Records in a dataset
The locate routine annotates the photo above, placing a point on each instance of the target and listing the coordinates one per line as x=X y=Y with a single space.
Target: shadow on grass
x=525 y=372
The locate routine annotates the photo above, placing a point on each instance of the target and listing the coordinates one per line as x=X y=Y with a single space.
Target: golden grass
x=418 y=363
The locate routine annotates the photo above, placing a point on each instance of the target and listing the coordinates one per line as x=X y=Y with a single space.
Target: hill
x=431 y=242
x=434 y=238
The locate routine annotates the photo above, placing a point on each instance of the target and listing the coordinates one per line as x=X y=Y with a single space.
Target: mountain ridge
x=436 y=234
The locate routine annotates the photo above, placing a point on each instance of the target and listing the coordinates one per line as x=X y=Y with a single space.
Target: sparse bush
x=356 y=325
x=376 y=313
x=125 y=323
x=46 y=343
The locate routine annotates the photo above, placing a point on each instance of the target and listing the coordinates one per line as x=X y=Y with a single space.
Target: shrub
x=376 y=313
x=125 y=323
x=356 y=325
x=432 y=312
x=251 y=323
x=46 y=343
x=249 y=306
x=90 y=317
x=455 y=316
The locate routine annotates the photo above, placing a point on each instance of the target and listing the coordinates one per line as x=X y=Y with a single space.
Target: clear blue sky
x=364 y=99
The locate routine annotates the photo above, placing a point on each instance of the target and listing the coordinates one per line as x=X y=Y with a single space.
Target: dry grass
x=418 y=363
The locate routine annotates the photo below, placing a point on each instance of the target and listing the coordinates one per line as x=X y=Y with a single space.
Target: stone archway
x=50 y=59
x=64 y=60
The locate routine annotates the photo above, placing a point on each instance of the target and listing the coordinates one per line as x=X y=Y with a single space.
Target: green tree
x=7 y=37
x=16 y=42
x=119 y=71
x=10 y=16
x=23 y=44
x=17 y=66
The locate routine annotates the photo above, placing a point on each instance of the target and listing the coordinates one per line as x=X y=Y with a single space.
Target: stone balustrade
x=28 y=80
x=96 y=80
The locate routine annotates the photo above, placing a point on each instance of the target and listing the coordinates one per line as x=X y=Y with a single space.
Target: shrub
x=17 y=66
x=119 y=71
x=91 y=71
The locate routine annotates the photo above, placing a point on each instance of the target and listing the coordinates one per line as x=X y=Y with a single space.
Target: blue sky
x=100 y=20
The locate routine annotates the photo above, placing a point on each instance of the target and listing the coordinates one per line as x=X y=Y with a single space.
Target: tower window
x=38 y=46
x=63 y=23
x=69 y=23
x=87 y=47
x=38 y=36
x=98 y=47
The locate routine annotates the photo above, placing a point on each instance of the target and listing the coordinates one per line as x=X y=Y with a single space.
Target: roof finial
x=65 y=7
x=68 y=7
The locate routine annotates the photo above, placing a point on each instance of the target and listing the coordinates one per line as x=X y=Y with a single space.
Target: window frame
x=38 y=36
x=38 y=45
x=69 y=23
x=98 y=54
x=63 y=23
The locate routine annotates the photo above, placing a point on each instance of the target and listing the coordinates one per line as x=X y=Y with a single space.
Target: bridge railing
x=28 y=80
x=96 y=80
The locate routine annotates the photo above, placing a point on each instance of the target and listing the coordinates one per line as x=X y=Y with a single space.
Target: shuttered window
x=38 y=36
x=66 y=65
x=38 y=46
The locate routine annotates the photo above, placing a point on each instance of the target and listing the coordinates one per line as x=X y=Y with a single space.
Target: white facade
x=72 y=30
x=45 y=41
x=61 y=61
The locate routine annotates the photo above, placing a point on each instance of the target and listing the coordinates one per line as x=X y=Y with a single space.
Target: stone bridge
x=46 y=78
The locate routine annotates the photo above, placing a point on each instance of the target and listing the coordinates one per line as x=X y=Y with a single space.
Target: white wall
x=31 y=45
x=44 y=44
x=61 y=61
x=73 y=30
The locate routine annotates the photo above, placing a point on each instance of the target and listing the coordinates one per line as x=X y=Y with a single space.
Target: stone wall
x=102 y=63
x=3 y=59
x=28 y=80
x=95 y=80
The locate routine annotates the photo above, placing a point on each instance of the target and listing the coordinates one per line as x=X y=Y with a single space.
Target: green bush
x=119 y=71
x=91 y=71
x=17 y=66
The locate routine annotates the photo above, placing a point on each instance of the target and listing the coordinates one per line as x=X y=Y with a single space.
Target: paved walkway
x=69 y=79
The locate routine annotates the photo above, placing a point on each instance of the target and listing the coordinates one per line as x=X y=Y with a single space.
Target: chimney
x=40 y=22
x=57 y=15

▸ **Task details**: Output exactly the lines from the start of the records through the line containing "x=525 y=372", including both ends, and nothing else.

▸ **Output for this exercise**:
The locate routine annotates the photo above, placing a point on each instance of the target and listing the coordinates one per line as x=X y=Y with a single space.
Target: shadow on grass
x=525 y=372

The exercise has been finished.